# Document text
┏━━

- Born: 1929 Greenfield, Iowa, U.S.
- Died: 2023 (aged 93–94)
- Education: Iowa State University Virginia Tech Harvard University University of Melbourne
- Known for: Research on speciation, especially sympatric speciation in the apple maggot fruit fly, Rhagoletis pomonella
- Awards: Guggenheim Fellowship (1977) John Hannah Distinguished Professor (1981) Fellow of the American Academy of Arts & Sciences (2001)
- Scientific career
- Fields: Evolutionary biology, Entomology
- Workplaces: University of Texas, Austin Michigan State University
- Doctoral advisor: Ernst Mayr (implied)

= Guy Louis Bush =

American evolutionary biologist (1929–2023)

Guy Louis Bush (1929–2023) was an evolutionary biologist, entomologist, and John Hannah Distinguished Professor at Michigan State University. He was also the first director of MSU's Graduate Program in Ecology, Evolution, and Behavior. Bush is best known for his research on the process of speciation, especially for his evidence of sympatric speciation in the apple maggot fruit fly, Rhagoletis pomonella, which shifted from using its native host, hawthorn tree, to using the domesticated apple tree in the last 150-200 years.

== Early life and education ==
Bush was born in 1929 in Greenfield, Iowa, where his father worked for the US Department of Agriculture (USDA). Bush spent formative years in Brazil, attending high school in Rio de Janeiro and spending a summer working at a lab in the Brazilian interior. He did his undergraduate studies at Iowa State University, obtaining a degree in entomology in 1953. He then served in US Army Medical Service Corps, followed by entomological research at a USDA laboratory in Mexico City from 1955 to 1957. Bush obtained a master’s degree in entomology from Virginia Tech, followed by his Ph.D. in biology from Harvard University and a postdoctoral fellowship at the University of Melbourne.

== Career and research ==
Bush joined the faculty at the University of Texas, Austin, in 1966. Many of his summers were spent doing field work in Door County, Wisconsin, where he and his students studied the fruit flies (family Tephritidae) that live in the localorchards. He moved to MSU in 1981, retiring from there in 2001. In 1987, Bush became the inaugural director of the graduate program in Ecology and Evolutionary Biology at MSU.

┗━━

Collected data:

┏━━

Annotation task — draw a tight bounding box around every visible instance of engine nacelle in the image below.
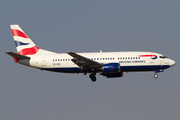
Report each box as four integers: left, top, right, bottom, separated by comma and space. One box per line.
101, 72, 123, 78
102, 63, 120, 73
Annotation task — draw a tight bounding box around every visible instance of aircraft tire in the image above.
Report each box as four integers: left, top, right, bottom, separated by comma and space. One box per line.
89, 74, 96, 82
154, 74, 158, 78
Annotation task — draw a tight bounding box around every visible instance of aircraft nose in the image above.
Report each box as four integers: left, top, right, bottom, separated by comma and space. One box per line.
169, 60, 176, 67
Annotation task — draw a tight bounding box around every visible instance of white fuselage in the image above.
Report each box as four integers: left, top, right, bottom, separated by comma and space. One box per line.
19, 52, 172, 73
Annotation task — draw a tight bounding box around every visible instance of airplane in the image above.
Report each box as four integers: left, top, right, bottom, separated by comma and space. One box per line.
6, 25, 176, 82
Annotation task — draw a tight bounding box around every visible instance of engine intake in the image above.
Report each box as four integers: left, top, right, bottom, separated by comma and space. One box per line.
102, 63, 121, 73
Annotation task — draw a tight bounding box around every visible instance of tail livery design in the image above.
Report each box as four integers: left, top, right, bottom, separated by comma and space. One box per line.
11, 25, 39, 55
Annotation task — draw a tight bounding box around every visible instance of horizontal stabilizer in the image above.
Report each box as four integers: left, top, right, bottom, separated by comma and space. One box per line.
6, 51, 30, 59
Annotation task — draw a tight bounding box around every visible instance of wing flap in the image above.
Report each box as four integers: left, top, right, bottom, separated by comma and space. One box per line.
5, 51, 30, 59
67, 52, 102, 69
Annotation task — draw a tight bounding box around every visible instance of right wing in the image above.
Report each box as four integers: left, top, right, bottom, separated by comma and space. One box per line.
67, 52, 102, 69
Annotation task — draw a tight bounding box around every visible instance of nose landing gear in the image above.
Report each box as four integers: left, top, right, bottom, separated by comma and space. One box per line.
154, 73, 158, 78
89, 73, 96, 82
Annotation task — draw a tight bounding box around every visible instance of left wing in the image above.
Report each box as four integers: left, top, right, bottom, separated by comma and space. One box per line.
67, 52, 102, 69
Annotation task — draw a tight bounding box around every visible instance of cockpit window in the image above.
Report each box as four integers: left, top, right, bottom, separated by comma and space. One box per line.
159, 56, 168, 59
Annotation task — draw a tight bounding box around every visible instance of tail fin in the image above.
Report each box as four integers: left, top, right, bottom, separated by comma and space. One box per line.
11, 25, 39, 55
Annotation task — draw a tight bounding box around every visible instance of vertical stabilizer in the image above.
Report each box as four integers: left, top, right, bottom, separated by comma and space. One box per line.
11, 25, 39, 55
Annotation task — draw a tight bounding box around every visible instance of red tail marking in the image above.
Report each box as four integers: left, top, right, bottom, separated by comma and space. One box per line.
18, 46, 39, 55
11, 29, 29, 38
14, 57, 20, 63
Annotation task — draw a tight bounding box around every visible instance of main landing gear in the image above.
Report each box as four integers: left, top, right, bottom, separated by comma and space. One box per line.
89, 73, 96, 82
154, 73, 158, 78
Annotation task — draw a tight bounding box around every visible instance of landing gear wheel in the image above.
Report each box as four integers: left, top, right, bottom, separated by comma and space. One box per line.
154, 74, 158, 78
89, 74, 96, 82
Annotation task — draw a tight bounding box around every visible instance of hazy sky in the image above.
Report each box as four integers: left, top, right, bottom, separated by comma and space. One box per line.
0, 0, 180, 120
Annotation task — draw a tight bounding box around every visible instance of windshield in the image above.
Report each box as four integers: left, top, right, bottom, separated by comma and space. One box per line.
159, 56, 168, 59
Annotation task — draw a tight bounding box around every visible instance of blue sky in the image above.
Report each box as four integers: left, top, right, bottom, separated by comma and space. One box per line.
0, 0, 180, 120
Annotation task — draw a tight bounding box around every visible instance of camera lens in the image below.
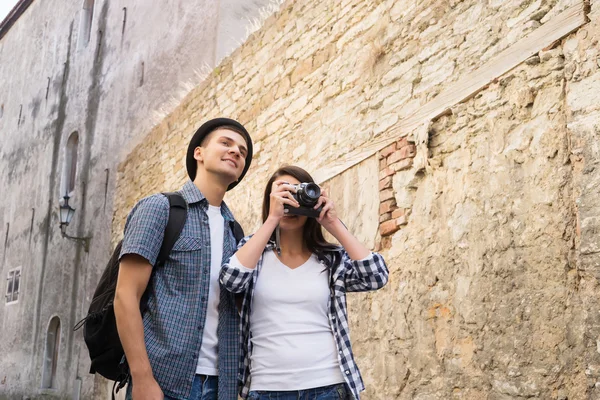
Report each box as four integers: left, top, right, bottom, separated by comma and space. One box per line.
296, 183, 321, 206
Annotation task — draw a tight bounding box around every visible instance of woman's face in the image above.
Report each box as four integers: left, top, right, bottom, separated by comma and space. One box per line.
277, 175, 308, 231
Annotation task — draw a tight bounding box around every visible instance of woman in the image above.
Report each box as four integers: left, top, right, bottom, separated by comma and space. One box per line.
220, 166, 388, 400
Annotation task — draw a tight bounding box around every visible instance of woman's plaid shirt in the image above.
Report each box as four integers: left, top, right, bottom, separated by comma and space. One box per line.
221, 237, 388, 400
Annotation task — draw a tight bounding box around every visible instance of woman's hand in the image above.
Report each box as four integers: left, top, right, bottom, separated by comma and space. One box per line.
314, 189, 339, 234
269, 180, 300, 221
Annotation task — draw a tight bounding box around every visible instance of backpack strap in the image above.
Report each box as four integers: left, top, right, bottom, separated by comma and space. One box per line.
156, 192, 187, 265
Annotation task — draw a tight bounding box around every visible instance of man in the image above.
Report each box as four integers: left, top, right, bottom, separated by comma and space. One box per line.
114, 118, 252, 400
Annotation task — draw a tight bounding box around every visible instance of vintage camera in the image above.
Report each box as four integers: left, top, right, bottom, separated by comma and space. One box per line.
284, 182, 323, 218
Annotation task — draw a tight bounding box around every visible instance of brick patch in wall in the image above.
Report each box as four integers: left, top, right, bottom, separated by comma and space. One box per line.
379, 137, 416, 236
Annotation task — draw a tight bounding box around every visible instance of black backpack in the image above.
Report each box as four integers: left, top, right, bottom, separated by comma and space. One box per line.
73, 192, 244, 397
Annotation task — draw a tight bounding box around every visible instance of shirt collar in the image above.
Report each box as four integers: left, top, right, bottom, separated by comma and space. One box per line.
181, 180, 234, 221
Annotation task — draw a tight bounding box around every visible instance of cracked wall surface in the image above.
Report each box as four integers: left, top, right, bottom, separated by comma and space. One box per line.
113, 0, 600, 400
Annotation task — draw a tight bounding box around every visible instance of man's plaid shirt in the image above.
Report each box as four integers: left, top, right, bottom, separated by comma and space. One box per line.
220, 237, 388, 400
121, 181, 240, 400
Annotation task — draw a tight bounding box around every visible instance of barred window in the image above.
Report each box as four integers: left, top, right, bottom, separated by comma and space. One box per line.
6, 268, 21, 304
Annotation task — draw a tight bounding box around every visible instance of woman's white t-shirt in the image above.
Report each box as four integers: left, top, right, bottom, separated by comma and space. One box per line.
244, 251, 344, 391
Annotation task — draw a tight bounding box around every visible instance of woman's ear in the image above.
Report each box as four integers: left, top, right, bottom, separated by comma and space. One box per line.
194, 146, 204, 162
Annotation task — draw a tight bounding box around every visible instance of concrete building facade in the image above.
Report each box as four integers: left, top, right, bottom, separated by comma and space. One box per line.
0, 0, 272, 399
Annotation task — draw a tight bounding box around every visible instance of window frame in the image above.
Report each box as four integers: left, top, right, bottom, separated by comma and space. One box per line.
4, 266, 22, 306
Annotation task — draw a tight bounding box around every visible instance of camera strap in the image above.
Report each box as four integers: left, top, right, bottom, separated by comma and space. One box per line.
275, 224, 281, 256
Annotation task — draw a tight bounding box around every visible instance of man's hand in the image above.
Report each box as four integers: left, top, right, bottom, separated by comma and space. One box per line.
131, 377, 165, 400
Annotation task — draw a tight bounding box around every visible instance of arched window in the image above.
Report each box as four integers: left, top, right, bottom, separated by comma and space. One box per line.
61, 132, 79, 197
79, 0, 94, 48
42, 317, 60, 389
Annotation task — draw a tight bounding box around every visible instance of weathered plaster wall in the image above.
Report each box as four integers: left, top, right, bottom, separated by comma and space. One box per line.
0, 0, 276, 399
113, 0, 600, 400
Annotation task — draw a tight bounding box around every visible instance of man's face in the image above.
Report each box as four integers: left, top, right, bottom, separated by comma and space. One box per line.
194, 128, 248, 184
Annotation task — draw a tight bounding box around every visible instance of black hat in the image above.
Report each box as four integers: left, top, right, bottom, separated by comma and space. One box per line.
185, 118, 252, 190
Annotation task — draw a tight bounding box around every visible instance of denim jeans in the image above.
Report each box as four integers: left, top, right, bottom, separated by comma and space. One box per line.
248, 383, 348, 400
125, 375, 219, 400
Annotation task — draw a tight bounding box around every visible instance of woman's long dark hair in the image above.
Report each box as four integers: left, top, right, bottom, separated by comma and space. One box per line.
263, 165, 339, 259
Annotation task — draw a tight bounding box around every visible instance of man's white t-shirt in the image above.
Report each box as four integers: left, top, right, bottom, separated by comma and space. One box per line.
196, 205, 225, 376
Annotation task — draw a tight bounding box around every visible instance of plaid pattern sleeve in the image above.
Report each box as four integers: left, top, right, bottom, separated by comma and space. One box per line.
119, 194, 169, 265
219, 236, 254, 293
342, 251, 389, 292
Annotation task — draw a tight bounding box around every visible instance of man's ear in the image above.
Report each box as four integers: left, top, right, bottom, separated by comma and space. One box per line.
194, 146, 204, 162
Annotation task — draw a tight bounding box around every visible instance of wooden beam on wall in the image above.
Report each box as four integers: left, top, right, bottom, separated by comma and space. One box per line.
315, 1, 589, 183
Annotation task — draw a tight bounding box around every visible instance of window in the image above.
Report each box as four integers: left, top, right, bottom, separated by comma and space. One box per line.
42, 317, 60, 389
62, 132, 79, 196
79, 0, 94, 48
6, 268, 21, 304
121, 7, 127, 37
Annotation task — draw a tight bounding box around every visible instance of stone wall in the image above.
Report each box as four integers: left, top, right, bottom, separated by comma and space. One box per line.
113, 0, 600, 400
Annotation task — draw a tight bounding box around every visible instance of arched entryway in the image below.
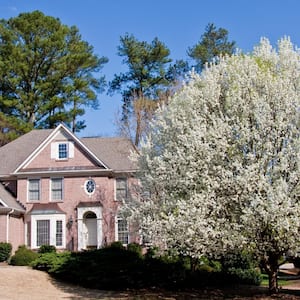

┗━━

# Exercise
Transcribe, without alteration, the passage of the Guy Louis Bush biography that begins with the words containing "- Died: 2023" and ends with "Arts & Sciences (2001)".

# Your response
- Died: 2023 (aged 93–94)
- Education: Iowa State University Virginia Tech Harvard University University of Melbourne
- Known for: Research on speciation, especially sympatric speciation in the apple maggot fruit fly, Rhagoletis pomonella
- Awards: Guggenheim Fellowship (1977) John Hannah Distinguished Professor (1981) Fellow of the American Academy of Arts & Sciences (2001)